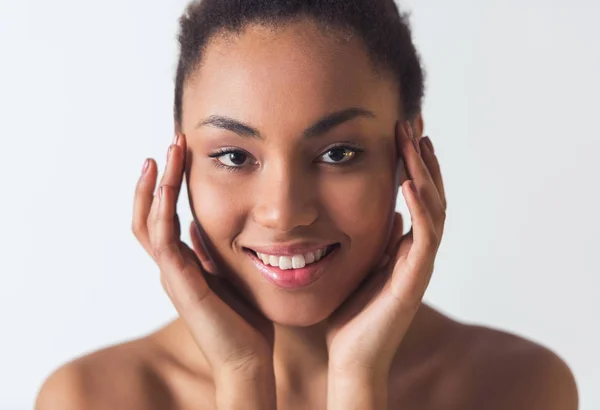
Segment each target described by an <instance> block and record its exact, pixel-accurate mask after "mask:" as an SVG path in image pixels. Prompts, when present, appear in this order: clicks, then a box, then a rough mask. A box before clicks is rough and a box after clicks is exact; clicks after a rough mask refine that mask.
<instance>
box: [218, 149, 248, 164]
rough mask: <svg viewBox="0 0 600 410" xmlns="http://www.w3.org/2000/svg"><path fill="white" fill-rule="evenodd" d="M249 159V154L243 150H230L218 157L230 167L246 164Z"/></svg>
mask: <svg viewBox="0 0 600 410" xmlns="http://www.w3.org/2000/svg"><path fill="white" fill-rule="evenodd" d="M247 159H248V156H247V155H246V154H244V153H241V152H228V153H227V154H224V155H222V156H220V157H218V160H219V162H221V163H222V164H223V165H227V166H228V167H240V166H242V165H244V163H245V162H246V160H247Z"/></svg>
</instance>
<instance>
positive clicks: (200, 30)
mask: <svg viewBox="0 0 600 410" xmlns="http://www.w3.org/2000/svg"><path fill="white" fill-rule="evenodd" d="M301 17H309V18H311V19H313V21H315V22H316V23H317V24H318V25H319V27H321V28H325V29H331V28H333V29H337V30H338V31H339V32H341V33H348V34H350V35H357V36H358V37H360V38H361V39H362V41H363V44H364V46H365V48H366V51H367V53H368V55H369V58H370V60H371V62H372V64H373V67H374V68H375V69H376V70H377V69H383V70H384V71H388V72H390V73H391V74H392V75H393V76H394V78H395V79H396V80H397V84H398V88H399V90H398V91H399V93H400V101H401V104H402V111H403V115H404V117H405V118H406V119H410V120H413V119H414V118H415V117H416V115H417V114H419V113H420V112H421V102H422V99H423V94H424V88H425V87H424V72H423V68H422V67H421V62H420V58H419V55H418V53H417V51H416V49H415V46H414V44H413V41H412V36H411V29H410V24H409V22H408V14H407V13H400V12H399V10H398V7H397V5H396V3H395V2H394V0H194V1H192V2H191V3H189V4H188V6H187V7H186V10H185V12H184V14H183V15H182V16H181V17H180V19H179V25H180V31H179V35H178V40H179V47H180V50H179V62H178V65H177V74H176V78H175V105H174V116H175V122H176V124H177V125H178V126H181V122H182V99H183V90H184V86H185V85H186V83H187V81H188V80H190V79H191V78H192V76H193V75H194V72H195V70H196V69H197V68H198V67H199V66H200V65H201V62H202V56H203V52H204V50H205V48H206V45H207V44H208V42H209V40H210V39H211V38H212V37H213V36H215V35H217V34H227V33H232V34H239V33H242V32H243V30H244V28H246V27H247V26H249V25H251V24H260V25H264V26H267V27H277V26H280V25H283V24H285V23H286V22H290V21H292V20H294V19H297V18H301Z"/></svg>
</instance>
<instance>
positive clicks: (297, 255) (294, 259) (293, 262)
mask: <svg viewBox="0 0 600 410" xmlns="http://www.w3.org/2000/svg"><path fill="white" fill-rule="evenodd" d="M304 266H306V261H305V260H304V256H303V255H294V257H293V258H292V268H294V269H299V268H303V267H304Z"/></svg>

------------------------------

(Assignment): From the first line to the last, retype the data above exactly, but not its images.

(Output of the task):
Segment each target described by an <instance> block and record its exact, pixel-accurate mask after "mask:" as an SVG path in image pixels. Prompts, when present, appear in this order: clicks, then a box, then a rough mask. A box before clicks is rough and a box after clicks is exact; clicks after a rough mask refine that mask.
<instance>
box: [218, 149, 248, 164]
rough mask: <svg viewBox="0 0 600 410" xmlns="http://www.w3.org/2000/svg"><path fill="white" fill-rule="evenodd" d="M249 159V154L243 150H230L218 157L230 167L246 164Z"/></svg>
mask: <svg viewBox="0 0 600 410" xmlns="http://www.w3.org/2000/svg"><path fill="white" fill-rule="evenodd" d="M247 159H248V156H247V155H246V154H244V153H241V152H228V153H227V154H224V155H222V156H220V157H218V160H219V162H221V163H222V164H223V165H227V166H228V167H240V166H242V165H244V163H245V162H246V160H247Z"/></svg>
</instance>
<instance>
positive clicks: (200, 30)
mask: <svg viewBox="0 0 600 410" xmlns="http://www.w3.org/2000/svg"><path fill="white" fill-rule="evenodd" d="M301 17H309V18H311V19H313V21H315V22H316V23H317V24H318V25H319V27H321V28H325V29H331V28H333V29H337V30H338V31H339V32H341V33H348V34H350V35H357V36H358V37H360V38H361V39H362V41H363V44H364V46H365V48H366V51H367V53H368V55H369V58H370V60H371V62H372V64H373V67H374V68H375V69H376V70H377V69H383V70H384V71H388V72H390V73H391V74H392V75H393V76H394V78H395V79H396V80H397V84H398V88H399V90H398V91H399V93H400V101H401V104H402V111H403V115H404V117H405V118H406V119H410V120H413V119H414V118H415V117H416V115H417V114H419V113H420V112H421V102H422V99H423V94H424V88H425V87H424V72H423V68H422V67H421V62H420V58H419V55H418V53H417V51H416V49H415V46H414V44H413V41H412V36H411V29H410V24H409V22H408V14H407V13H400V12H399V10H398V7H397V5H396V3H395V2H394V0H194V1H192V2H191V3H189V4H188V6H187V7H186V10H185V12H184V14H183V15H182V16H181V17H180V19H179V25H180V31H179V35H178V40H179V47H180V50H179V62H178V65H177V74H176V78H175V105H174V116H175V122H176V124H177V125H178V126H181V122H182V99H183V90H184V86H185V85H186V83H187V81H188V80H190V79H191V78H192V76H193V75H194V72H195V70H196V69H197V68H198V67H199V66H200V65H201V62H202V56H203V52H204V50H205V48H206V45H207V44H208V42H209V40H210V39H211V38H212V37H213V36H215V35H217V34H227V33H232V34H239V33H242V32H243V30H244V28H246V27H247V26H249V25H251V24H260V25H264V26H267V27H277V26H280V25H283V24H285V23H286V22H290V21H292V20H294V19H297V18H301Z"/></svg>
</instance>
<instance>
positive clicks: (297, 255) (294, 259) (293, 262)
mask: <svg viewBox="0 0 600 410" xmlns="http://www.w3.org/2000/svg"><path fill="white" fill-rule="evenodd" d="M304 266H306V261H305V260H304V256H303V255H294V257H293V258H292V268H294V269H299V268H303V267H304Z"/></svg>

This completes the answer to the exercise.